À faire:
Pour chaque affirmation ci-dessous, dites si elle s'accorde avec le texte sur l'Afrique. Répondez par oui ou non, puis citez mot pour mot le passage du texte qui tranche.
1. Le texte a été écrit depuis l'Ouganda.
2. D'après le texte, le développement et l'urbanisation de l'Afrique sont bien gérés.
3. Le texte présente l'Afrique comme le continent le plus jeune du monde, mais pas comme le plus ancien.

Texte à lire:
>>>

Cette semaine, je vous écris en télétravail depuis l’Ouganda, sur les rives du Nil. Ce changement d’horizon m’incite à braquer les projecteurs sur l’Afrique, dont les sociétés jeunes et actives sont synonymes d’un développement et d’une urbanisation dynamiques et tournés vers l’avenir, bien que mal gérés et parfois chaotiques. En dépit de tous les problèmes, on rencontre également beaucoup d’optimisme. L’Afrique est pleine de contradictions, secouée par les crises et pourtant solide, pauvre mais dotée de grandes richesses, animée par l’esprit d’entreprise et d’innovation mais empêtrée dans de petites structures, continent à la fois le plus ancien et le plus jeune du monde.

1. «La perle de l’Afrique» et le «coeur de l’Europe»

<<<

Données enregistrées:
>>>

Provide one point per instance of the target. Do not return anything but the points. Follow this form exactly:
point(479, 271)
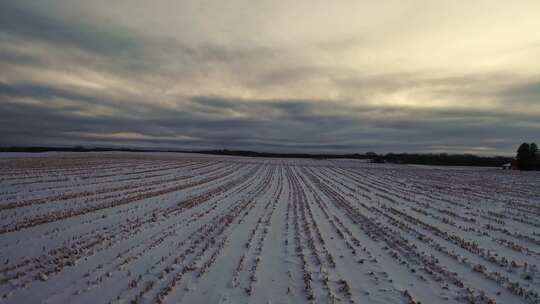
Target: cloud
point(186, 77)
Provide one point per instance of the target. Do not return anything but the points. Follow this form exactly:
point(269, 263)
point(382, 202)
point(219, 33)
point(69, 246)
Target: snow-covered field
point(188, 228)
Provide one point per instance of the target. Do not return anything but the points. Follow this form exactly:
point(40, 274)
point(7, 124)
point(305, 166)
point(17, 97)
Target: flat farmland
point(189, 228)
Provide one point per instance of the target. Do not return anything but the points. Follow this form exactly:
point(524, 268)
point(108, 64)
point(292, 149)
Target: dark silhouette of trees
point(528, 157)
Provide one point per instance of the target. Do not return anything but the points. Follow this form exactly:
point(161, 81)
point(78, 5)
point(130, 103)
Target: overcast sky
point(295, 76)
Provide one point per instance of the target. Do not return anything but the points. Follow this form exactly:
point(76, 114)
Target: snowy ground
point(175, 228)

<<<

Réponse attendue:
1. Oui : « je vous écris en télétravail depuis l’Ouganda, sur les rives du Nil »
2. Non : « bien que mal gérés et parfois chaotiques »
3. Non : « continent à la fois le plus ancien et le plus jeune du monde »